Only the lines starting at the one that contains "Mark each instance of the white lemur" and running to the end should be repeated, exactly as written.

╭─ Task data

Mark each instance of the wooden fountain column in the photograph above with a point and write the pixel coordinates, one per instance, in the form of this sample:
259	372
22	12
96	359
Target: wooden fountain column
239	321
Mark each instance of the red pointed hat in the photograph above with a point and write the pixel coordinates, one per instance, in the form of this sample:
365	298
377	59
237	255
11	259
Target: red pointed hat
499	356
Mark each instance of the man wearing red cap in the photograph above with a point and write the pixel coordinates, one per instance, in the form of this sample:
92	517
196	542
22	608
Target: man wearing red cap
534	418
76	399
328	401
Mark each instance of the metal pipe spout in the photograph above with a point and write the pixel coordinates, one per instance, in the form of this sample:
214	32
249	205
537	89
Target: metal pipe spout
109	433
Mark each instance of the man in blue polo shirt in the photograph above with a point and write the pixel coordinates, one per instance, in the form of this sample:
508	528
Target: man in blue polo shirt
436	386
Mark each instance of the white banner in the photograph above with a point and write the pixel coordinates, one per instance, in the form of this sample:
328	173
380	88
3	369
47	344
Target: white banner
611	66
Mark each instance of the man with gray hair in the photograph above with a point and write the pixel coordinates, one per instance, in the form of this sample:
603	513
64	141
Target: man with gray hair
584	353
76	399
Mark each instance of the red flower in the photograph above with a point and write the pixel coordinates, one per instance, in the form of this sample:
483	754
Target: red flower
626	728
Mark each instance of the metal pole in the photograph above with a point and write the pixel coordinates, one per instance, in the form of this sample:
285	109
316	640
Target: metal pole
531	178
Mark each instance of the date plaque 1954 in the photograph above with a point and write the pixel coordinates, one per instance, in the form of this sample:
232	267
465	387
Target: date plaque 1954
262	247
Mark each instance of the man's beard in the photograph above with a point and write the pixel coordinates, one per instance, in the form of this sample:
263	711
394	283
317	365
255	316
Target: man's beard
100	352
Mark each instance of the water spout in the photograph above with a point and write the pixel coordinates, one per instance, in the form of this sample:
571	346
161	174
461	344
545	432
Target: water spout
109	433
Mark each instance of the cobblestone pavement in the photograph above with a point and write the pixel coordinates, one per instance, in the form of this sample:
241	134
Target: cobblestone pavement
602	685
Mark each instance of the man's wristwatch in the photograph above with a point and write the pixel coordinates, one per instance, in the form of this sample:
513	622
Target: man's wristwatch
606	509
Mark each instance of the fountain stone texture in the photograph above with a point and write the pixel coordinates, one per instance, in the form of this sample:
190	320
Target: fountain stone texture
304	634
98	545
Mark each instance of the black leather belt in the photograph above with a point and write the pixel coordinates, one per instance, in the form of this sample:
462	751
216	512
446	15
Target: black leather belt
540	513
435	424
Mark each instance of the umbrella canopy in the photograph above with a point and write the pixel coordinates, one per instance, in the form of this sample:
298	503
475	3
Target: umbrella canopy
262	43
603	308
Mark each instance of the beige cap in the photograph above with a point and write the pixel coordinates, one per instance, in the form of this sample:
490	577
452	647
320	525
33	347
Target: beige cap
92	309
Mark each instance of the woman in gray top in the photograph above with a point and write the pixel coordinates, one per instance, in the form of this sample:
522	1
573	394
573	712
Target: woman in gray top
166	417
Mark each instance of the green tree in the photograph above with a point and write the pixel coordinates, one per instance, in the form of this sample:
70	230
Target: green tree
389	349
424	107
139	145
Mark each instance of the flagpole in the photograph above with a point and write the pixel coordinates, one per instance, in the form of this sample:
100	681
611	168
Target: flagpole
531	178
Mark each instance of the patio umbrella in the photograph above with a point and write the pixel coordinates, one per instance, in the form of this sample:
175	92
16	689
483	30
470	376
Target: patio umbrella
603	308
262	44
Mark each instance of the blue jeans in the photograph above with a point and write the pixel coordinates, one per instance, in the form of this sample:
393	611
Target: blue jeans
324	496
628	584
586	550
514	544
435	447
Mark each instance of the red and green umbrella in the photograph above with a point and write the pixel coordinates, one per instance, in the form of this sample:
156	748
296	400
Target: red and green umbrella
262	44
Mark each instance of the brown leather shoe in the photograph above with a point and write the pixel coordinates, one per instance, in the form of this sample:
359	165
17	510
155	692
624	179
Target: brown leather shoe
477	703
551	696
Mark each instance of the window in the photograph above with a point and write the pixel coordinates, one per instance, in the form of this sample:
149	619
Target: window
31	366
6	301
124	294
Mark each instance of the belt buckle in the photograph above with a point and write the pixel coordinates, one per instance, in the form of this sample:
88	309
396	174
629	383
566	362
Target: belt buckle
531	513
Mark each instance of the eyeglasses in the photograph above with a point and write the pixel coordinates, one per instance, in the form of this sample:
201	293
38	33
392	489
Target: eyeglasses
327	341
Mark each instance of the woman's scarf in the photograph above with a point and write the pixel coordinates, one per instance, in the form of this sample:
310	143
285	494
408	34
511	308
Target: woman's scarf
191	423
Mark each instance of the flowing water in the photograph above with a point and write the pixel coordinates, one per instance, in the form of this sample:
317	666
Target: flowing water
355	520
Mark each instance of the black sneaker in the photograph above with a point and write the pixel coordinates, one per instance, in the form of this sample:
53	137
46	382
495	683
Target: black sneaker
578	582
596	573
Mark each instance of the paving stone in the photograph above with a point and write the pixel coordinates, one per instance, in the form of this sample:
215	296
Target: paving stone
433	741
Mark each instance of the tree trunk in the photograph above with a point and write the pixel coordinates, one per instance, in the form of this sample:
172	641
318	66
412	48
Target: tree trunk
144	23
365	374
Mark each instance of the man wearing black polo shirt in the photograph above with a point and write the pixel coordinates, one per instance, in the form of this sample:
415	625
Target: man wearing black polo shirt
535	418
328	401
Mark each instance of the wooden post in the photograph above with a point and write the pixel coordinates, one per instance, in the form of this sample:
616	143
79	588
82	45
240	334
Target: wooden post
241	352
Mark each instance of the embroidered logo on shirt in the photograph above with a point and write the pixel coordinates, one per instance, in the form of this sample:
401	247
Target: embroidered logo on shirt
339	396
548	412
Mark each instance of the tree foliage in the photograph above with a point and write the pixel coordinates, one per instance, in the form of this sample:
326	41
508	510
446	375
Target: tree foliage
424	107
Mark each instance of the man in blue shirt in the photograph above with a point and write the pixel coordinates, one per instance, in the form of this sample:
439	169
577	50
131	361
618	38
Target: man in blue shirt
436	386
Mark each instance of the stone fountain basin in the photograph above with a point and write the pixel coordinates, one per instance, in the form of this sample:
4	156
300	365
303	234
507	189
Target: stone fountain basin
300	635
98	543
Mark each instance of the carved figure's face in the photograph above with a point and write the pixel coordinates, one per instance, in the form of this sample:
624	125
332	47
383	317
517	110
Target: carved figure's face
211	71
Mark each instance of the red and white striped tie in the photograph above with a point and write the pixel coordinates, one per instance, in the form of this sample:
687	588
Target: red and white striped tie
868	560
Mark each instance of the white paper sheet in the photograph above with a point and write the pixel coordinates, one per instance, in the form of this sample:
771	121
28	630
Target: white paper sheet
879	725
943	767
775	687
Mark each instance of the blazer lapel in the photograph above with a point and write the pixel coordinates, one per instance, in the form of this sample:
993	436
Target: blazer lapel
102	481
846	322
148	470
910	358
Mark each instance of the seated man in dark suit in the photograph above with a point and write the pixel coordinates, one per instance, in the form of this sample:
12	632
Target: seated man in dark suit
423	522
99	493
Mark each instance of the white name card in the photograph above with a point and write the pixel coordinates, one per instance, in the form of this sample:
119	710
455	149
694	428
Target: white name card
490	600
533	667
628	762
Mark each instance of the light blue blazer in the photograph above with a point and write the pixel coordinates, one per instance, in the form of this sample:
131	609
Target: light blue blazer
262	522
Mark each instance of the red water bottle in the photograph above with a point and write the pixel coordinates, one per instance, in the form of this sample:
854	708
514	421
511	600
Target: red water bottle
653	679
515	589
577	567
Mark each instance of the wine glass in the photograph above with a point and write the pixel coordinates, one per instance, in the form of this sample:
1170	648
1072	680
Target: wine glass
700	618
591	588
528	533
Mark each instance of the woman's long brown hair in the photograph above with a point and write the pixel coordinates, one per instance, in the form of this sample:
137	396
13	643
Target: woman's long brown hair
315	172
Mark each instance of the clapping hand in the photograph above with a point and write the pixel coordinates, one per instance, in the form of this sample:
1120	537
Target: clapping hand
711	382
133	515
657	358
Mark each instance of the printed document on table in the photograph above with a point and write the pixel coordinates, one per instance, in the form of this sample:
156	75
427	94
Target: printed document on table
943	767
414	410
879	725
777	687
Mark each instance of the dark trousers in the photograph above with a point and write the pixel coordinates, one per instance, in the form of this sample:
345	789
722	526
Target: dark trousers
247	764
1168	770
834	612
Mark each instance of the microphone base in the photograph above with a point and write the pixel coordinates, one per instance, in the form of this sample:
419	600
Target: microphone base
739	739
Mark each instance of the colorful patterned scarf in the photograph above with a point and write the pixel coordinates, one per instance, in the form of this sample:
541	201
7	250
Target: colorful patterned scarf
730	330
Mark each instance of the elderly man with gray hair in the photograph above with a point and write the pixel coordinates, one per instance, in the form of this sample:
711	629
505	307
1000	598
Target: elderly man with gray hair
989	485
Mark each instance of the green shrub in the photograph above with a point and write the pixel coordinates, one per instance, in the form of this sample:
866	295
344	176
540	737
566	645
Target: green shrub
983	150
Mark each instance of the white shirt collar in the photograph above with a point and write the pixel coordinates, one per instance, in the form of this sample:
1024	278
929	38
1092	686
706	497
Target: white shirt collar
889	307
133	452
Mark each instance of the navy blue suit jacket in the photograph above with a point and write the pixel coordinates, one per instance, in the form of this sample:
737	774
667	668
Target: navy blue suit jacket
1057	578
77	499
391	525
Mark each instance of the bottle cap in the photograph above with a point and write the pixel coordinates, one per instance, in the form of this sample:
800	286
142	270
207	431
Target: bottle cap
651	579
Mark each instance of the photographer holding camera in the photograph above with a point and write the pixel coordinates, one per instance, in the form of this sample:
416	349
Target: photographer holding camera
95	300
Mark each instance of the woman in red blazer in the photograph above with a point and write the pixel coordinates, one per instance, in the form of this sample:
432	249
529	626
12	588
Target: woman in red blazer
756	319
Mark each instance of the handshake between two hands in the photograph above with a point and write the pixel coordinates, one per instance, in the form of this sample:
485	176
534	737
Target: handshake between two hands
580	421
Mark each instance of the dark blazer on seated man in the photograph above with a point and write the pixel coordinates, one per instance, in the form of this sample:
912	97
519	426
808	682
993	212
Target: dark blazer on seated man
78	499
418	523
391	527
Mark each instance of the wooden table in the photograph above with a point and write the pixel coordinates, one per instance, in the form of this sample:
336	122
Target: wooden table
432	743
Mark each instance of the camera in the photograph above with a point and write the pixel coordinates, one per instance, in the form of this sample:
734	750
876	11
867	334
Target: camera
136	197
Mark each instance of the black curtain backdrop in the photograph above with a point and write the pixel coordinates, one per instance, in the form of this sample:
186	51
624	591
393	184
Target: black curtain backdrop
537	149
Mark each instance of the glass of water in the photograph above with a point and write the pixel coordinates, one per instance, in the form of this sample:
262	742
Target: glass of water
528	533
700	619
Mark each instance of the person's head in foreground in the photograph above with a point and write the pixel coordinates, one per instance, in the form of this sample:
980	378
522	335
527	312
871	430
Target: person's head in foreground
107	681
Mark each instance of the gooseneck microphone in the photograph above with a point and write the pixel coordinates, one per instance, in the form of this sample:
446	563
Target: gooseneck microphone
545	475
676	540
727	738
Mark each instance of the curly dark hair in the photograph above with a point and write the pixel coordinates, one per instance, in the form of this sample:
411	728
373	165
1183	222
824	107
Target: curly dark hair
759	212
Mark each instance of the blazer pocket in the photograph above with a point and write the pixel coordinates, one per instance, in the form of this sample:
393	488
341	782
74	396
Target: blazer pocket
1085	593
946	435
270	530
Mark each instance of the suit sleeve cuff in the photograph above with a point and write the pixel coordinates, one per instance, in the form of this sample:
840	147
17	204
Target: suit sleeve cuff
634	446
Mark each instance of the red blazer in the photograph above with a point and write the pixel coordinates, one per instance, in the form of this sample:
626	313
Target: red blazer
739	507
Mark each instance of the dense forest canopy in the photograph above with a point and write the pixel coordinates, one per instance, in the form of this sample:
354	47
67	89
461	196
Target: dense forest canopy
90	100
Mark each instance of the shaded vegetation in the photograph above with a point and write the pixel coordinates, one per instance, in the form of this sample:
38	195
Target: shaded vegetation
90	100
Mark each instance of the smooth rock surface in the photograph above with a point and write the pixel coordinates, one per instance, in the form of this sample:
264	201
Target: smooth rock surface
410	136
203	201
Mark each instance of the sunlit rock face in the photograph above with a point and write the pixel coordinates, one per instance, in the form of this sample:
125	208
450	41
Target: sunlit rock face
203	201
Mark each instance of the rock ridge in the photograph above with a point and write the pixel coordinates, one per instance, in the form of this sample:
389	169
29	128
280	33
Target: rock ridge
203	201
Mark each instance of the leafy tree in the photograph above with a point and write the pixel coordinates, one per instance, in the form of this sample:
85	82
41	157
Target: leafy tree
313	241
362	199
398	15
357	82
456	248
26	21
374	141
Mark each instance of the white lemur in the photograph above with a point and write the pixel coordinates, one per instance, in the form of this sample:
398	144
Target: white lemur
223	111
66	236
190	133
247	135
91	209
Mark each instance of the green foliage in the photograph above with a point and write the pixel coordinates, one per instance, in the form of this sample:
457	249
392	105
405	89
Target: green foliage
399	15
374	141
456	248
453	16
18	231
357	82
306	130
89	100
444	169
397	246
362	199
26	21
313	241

╰─

## Exercise output
Mark each instance of the white lemur in the photograph above with a point and write the pixel coordinates, one per instance, in the form of this sample:
398	144
Target: white lemur
223	111
66	236
190	133
247	135
91	209
Mark each instance of the green foliage in the photograph above with a point and write the pixel coordinates, one per instance, in the form of this sample:
457	249
392	105
405	89
Target: green foliage
399	15
374	141
456	248
453	16
18	231
357	82
306	130
89	100
444	169
397	246
362	199
26	21
313	241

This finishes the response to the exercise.